→ **TASK TO CARRY OUT**
Extract from the data below every line that contains the string "positive". Case counts, so match capitals and lowercase exactly.

++++ RECORDS SHOWN

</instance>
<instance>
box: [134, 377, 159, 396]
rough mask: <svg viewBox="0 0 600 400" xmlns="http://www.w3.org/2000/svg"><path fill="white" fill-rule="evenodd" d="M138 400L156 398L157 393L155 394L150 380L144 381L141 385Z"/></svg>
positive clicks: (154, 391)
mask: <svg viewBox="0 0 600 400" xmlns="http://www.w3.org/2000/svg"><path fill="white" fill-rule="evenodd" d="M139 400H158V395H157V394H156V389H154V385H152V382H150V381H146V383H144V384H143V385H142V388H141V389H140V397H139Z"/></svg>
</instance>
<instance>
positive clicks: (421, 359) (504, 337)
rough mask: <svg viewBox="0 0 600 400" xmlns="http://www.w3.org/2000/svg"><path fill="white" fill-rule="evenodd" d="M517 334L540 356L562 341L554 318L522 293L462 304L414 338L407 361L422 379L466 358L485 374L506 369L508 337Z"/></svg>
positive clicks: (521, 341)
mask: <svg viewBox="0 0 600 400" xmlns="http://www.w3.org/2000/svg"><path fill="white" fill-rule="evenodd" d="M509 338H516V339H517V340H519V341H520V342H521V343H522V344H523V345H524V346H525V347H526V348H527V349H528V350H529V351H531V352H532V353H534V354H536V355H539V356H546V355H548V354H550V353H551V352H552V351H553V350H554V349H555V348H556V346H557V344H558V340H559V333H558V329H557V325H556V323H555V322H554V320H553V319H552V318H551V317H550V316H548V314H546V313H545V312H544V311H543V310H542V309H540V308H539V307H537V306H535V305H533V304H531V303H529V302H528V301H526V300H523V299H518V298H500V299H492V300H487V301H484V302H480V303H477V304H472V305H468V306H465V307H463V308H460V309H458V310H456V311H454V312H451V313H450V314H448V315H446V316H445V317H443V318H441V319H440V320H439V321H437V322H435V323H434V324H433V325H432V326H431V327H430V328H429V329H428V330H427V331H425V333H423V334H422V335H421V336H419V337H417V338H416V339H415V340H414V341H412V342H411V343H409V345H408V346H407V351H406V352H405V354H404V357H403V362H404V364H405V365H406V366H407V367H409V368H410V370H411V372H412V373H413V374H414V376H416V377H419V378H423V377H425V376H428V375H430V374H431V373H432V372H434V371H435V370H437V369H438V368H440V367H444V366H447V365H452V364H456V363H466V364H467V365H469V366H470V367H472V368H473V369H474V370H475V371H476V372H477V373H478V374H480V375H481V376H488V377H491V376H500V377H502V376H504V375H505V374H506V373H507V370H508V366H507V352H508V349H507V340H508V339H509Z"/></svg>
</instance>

++++++++
++++ RECORDS SHOWN

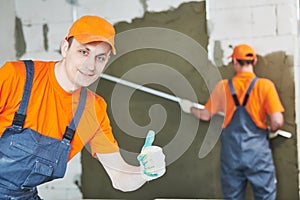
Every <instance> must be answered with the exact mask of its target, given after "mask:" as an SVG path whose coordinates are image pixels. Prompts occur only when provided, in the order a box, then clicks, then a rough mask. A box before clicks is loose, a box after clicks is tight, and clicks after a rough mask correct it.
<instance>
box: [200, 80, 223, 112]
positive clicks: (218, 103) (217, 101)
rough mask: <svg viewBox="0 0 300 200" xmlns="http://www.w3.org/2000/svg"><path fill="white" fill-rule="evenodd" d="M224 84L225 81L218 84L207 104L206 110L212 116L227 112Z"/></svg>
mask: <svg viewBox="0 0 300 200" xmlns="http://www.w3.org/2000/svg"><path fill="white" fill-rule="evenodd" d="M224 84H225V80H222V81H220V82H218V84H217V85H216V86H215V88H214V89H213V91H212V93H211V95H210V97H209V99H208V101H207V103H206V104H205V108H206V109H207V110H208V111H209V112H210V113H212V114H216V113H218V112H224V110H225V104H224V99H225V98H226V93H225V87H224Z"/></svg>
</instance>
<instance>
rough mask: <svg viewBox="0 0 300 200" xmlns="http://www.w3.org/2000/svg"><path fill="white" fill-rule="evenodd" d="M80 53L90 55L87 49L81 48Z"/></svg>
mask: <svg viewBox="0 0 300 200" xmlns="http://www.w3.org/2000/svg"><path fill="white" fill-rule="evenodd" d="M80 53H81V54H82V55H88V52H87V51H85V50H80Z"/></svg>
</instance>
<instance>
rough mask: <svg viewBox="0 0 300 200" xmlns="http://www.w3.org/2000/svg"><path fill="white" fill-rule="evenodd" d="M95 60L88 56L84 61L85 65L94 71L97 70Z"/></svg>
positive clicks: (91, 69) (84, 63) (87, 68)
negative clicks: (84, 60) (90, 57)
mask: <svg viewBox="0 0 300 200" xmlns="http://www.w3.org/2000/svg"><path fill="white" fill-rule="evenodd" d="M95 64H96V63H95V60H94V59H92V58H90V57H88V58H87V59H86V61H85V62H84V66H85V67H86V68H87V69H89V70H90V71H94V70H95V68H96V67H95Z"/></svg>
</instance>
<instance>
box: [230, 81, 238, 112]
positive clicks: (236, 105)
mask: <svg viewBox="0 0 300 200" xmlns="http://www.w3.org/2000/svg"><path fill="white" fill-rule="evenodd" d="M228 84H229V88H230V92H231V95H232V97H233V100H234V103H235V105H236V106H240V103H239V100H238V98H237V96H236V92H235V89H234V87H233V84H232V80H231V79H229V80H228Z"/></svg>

++++++++

→ **ANSWER SECTION**
positive clicks: (154, 391)
positive clicks: (421, 359) (504, 337)
positive clicks: (521, 341)
positive clicks: (218, 103) (217, 101)
positive clicks: (91, 69) (84, 63) (87, 68)
positive clicks: (236, 105)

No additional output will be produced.